***** DOCUMENT TEXT *****

How to Become Fulfilled

The following is a very interesting talk from Simon Sinek. He talks about how fulfillment comes from helping others. Whatever area of life you feel you are unsatisfied with, ask yourself how you can help those around you.

Your brain functions on neurotransmitters. These chemicals are responsible for your happiness and well being.

  • Endorphin (Released under physical strain. The runners high.)
  • Dopamine (Released when you achieve a goal or accomplish a task.)
  • Serotonin (Responsible for pride and status. Establishes relationships and alpha hierarchy.)
  • Oxytocin (Responsible for love, trust, the feeling someone has your back.)

Biology wired us all to be social animals. Back when we were hunter and gathers living in social groups of 100 to 150 people, we need each other to survive. You had to count on your neighbor to wake and warn you of danger while you slept. Otherwise you would not be able to sleep as each individual would be responsible for his own safety.  The groups who produced these neurotransmitters cooperated survived and thrived.  These are the genes you inherited.

Oxytocin is the neurotransmitter you get for helping someone or doing a good deed. It strengthens the bonds within a social group. It helped us build trust and empathy. Serotonin is responsible for pride and status. It helps us build social relationships, like boss and employer or coach and player.

*****

• INSTRUCTIONS TO FOLLOW: Name every neurotransmitter listed in the text on becoming fulfilled. The entries that follow have no connection to the text above.

***** RECORDS PROVIDED *****

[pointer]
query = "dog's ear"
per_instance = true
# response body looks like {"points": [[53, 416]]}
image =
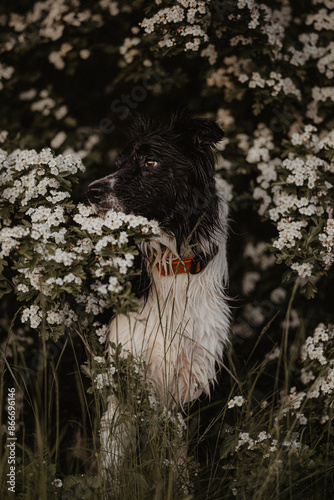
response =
{"points": [[205, 133]]}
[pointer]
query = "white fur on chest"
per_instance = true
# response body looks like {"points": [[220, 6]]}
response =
{"points": [[180, 331]]}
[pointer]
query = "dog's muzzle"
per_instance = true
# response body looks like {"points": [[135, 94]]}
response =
{"points": [[96, 191]]}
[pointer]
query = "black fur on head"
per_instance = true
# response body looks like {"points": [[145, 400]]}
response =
{"points": [[166, 173]]}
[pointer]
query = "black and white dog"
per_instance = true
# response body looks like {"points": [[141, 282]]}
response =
{"points": [[167, 173]]}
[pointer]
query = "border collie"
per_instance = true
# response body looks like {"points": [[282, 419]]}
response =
{"points": [[167, 173]]}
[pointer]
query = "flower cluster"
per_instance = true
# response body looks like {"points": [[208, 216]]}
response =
{"points": [[297, 195], [236, 401], [263, 441], [65, 260], [189, 18]]}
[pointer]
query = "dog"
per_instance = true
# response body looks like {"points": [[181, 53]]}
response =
{"points": [[167, 173]]}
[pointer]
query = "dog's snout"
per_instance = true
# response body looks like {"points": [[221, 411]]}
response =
{"points": [[95, 192]]}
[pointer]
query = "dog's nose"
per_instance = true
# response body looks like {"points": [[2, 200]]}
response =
{"points": [[95, 191]]}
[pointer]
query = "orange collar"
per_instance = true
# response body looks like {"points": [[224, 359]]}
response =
{"points": [[192, 265]]}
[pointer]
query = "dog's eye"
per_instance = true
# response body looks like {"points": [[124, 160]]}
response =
{"points": [[151, 163]]}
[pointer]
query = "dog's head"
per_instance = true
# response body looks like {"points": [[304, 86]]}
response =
{"points": [[166, 173]]}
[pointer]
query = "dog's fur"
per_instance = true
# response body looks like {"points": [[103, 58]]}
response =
{"points": [[167, 174]]}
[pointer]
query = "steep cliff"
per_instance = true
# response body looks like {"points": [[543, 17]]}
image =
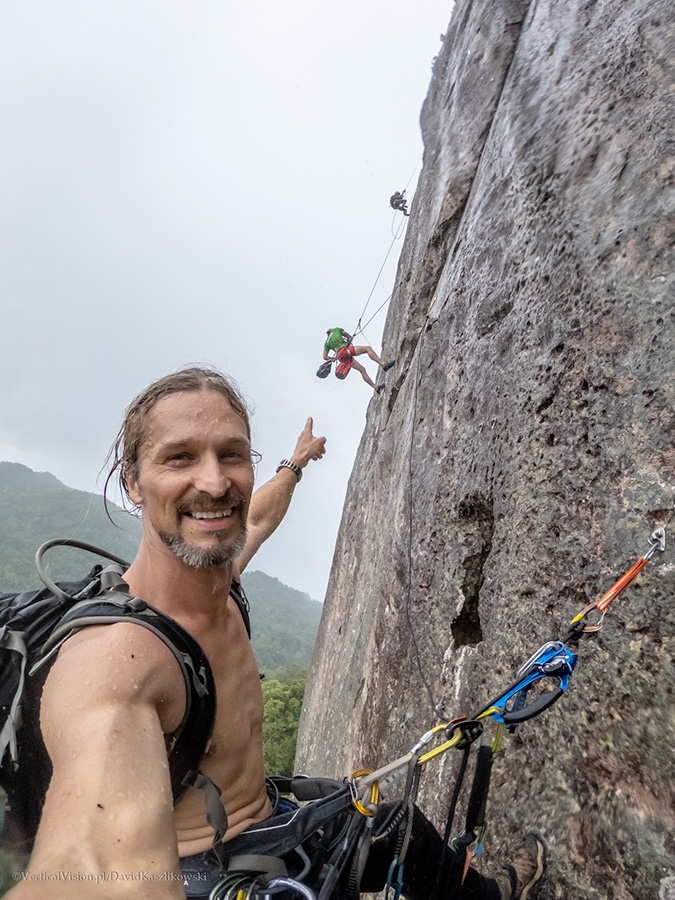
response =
{"points": [[521, 456]]}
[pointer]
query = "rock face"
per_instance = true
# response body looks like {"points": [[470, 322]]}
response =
{"points": [[522, 451]]}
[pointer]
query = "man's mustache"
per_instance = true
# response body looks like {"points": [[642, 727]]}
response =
{"points": [[203, 502]]}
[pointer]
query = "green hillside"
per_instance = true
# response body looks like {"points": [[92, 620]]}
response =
{"points": [[36, 507]]}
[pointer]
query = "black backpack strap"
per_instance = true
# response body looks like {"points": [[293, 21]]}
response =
{"points": [[239, 597], [187, 745]]}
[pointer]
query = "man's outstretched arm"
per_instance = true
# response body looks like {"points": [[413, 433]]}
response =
{"points": [[270, 502]]}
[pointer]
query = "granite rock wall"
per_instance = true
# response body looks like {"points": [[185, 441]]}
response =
{"points": [[523, 449]]}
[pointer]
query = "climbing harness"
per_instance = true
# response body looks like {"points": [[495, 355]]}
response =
{"points": [[341, 823]]}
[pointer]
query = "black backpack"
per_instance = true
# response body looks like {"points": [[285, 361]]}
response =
{"points": [[33, 626]]}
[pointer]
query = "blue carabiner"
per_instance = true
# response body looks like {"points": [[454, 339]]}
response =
{"points": [[553, 660]]}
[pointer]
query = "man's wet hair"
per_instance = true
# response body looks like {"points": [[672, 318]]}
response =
{"points": [[123, 455]]}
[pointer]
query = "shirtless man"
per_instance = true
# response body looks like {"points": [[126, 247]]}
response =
{"points": [[115, 691]]}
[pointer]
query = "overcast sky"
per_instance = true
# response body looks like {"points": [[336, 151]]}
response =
{"points": [[202, 181]]}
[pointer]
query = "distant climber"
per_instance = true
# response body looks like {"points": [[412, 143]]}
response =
{"points": [[398, 201], [339, 342]]}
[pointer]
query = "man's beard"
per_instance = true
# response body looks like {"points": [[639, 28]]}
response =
{"points": [[202, 557], [207, 557]]}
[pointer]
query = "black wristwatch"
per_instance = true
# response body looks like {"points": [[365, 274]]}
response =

*****

• EXERCISE SOLUTION: Endorphin, Dopamine, Serotonin, Oxytocin